### Aim of the exercise
Pull out every line of the material below that contains the word "mantis", and return each one unchanged.

**********

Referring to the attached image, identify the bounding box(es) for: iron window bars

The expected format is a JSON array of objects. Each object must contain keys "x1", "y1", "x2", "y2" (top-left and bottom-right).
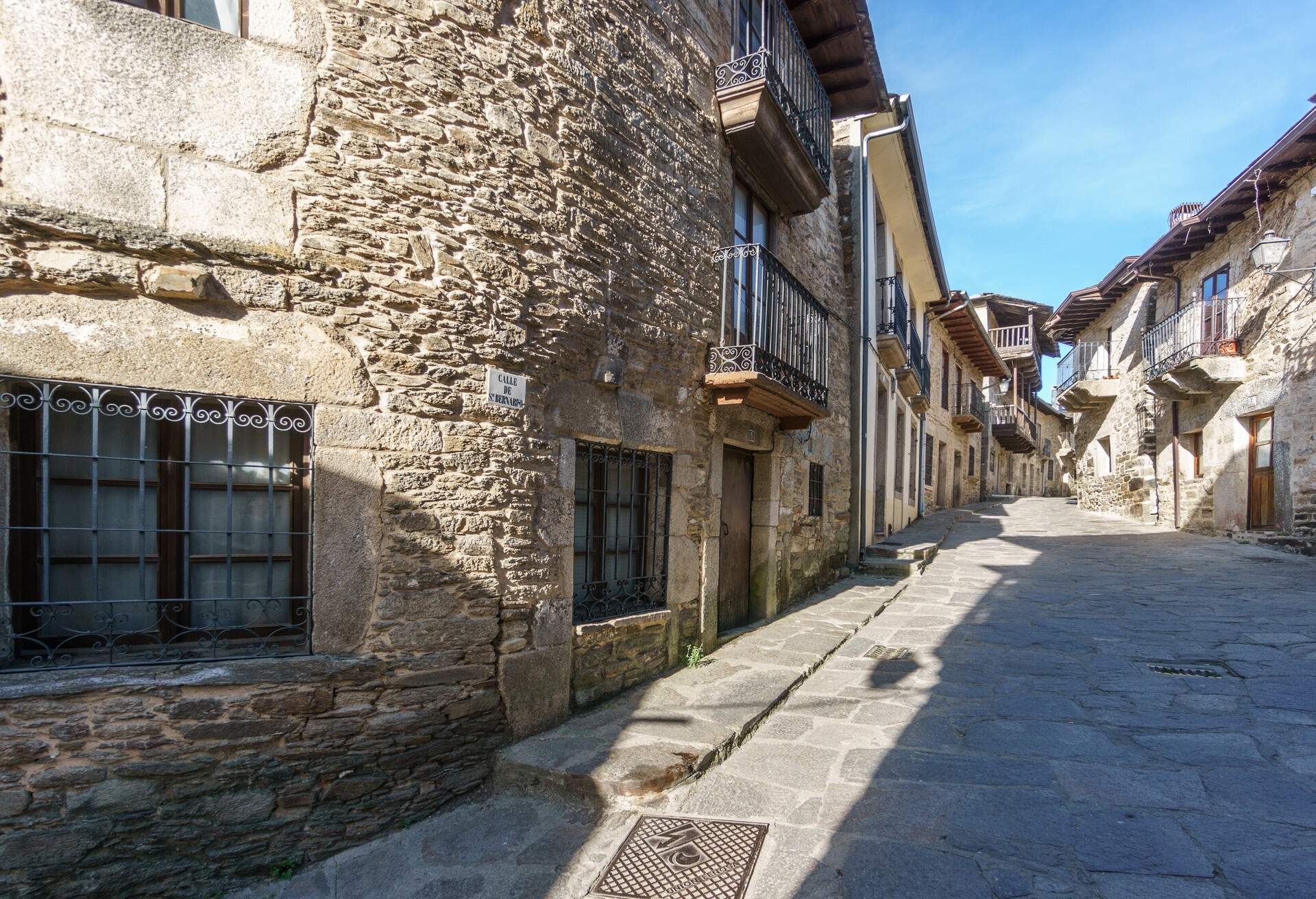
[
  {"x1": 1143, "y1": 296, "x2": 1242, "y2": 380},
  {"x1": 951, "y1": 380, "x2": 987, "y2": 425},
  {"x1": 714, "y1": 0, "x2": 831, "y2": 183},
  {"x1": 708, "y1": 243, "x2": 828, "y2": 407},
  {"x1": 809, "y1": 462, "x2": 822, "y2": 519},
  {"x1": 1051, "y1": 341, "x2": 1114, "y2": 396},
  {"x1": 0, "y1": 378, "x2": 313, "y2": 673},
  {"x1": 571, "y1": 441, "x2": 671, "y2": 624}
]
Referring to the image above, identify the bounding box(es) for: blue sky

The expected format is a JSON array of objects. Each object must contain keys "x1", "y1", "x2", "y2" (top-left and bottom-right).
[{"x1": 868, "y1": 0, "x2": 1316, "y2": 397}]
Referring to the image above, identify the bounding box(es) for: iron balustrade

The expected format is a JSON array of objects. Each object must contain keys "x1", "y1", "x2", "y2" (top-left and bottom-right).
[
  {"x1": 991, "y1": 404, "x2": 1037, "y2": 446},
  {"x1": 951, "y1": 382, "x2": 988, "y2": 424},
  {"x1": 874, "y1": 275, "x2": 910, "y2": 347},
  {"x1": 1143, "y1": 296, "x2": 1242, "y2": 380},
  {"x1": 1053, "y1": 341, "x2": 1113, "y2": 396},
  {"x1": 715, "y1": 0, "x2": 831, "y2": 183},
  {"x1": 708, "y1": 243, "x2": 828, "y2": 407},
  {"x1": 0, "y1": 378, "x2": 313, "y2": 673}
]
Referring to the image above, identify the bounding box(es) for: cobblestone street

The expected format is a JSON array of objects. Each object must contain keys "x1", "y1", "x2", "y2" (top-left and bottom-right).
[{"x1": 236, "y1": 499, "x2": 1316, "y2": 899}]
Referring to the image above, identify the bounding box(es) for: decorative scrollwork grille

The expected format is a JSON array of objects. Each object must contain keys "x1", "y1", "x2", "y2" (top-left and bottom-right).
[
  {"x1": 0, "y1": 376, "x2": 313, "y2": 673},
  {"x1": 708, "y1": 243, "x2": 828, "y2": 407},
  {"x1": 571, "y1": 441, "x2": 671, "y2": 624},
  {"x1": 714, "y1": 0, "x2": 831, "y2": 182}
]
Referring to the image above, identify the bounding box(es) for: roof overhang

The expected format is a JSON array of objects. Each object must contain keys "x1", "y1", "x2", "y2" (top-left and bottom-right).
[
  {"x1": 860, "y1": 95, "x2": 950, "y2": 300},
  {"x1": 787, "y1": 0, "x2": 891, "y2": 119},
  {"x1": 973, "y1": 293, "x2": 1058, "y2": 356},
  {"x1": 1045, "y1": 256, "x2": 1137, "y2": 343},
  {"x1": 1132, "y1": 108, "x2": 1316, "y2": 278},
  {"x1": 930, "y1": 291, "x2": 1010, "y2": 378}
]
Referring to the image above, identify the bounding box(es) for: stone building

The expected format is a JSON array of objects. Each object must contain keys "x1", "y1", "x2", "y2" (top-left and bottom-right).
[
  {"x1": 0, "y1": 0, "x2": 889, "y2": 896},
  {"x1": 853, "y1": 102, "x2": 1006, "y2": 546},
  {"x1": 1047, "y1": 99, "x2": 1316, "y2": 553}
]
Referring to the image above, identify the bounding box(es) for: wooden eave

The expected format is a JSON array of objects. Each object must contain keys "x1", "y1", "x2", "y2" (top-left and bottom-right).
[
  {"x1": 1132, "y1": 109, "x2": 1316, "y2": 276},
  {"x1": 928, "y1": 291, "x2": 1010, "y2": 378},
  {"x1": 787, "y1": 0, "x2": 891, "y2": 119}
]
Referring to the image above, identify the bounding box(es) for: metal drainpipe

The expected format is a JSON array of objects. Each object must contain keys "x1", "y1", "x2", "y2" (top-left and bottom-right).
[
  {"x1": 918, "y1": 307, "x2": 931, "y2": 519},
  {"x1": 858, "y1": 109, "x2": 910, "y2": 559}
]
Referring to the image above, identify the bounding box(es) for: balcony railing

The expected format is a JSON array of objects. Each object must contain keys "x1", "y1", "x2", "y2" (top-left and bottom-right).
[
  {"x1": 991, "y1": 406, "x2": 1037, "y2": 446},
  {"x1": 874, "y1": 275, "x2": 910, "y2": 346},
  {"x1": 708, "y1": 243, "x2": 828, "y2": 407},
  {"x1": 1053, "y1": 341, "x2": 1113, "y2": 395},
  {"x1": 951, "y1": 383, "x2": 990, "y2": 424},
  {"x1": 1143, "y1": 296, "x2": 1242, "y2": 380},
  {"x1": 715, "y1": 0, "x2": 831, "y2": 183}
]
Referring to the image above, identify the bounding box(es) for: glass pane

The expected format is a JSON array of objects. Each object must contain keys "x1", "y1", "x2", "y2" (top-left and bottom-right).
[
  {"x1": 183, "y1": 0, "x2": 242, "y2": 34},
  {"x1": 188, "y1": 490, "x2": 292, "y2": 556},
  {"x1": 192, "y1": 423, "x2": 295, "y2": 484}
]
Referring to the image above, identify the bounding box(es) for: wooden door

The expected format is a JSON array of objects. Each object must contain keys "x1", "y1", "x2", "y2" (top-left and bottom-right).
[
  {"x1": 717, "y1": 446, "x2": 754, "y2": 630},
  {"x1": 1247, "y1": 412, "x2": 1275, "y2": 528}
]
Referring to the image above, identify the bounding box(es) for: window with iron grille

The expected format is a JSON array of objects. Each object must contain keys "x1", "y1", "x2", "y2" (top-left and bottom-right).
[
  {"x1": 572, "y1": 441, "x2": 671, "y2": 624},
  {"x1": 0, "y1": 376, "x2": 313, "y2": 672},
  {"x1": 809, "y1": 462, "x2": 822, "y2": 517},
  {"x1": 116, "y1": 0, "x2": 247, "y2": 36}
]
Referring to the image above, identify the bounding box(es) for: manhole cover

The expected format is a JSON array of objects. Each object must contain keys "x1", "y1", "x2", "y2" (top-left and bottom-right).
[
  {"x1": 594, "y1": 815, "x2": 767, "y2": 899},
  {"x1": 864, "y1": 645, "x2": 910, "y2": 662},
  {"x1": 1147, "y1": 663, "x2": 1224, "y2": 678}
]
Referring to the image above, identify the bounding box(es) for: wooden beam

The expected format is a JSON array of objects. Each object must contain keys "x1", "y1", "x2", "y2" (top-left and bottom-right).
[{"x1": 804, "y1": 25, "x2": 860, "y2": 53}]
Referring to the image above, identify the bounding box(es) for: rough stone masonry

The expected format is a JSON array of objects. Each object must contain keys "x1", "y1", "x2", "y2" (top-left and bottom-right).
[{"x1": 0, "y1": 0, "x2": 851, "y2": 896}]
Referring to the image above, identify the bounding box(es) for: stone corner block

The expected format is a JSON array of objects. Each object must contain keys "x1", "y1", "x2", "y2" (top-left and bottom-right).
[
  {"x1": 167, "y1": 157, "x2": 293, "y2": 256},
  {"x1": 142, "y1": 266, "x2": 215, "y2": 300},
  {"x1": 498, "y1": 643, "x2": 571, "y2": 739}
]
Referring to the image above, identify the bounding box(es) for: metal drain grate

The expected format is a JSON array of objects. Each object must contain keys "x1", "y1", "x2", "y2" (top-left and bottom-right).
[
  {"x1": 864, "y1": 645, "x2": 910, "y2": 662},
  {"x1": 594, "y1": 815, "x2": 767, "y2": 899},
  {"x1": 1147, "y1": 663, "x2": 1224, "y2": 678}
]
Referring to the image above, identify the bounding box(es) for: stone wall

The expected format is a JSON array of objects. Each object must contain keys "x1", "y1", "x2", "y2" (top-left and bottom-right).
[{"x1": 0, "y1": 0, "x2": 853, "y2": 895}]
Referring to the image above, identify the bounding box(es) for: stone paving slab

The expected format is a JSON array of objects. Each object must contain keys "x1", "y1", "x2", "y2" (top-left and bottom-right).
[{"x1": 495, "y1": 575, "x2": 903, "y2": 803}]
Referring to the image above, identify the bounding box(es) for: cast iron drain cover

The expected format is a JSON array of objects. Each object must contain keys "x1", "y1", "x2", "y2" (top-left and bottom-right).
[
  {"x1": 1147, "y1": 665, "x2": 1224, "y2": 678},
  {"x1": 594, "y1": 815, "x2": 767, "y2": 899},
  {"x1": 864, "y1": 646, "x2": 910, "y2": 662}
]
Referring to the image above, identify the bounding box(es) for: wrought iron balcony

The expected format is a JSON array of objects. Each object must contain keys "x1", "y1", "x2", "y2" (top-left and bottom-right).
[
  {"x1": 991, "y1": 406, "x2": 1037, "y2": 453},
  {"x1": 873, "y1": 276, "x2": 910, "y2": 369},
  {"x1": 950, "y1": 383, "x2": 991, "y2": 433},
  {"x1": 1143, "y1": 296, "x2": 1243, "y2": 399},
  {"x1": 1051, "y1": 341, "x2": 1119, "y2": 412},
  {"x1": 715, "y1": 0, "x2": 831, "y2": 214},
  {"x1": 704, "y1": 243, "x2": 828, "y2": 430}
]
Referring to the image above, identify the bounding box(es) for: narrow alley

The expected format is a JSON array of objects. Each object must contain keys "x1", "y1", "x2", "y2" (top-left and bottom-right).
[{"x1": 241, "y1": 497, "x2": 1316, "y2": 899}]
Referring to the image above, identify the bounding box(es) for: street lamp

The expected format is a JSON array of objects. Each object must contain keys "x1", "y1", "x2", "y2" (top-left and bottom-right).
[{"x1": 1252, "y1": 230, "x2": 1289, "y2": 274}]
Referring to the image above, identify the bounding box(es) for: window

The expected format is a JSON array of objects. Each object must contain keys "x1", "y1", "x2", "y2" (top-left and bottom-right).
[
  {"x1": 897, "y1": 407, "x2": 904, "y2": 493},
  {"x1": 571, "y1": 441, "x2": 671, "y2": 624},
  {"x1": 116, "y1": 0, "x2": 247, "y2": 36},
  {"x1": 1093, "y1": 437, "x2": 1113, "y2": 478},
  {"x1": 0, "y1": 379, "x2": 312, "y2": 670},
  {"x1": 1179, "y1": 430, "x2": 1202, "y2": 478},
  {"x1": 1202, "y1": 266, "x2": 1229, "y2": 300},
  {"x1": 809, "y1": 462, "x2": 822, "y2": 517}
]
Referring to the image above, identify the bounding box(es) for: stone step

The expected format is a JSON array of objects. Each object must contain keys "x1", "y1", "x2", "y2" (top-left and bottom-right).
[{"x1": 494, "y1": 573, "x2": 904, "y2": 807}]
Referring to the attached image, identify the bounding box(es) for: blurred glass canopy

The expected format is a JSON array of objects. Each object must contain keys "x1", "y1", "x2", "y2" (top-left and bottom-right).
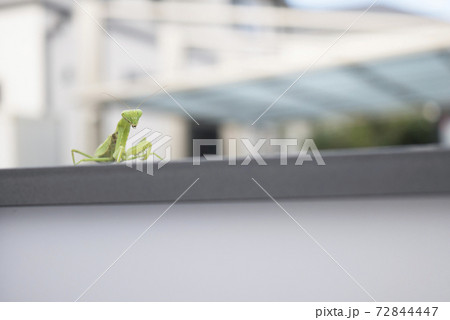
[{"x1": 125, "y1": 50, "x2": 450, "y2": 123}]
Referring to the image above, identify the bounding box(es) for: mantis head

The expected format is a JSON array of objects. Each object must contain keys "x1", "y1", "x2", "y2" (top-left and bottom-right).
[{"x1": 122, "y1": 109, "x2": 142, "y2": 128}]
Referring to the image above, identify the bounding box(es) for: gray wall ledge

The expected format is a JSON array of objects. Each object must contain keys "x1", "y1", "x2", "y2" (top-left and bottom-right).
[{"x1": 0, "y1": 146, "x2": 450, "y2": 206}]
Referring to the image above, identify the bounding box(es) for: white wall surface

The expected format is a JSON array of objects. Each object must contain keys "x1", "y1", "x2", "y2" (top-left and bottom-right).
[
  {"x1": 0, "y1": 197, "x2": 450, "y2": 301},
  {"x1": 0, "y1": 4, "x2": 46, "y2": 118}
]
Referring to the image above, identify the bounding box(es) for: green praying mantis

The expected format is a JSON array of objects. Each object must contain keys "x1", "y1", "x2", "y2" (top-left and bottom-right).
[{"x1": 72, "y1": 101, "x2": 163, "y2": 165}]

**********

### Reply
Referring to the image above, identify the bounding box(es) for: mantis head
Referring to the image above, identify the bounding box(es) for: green praying mantis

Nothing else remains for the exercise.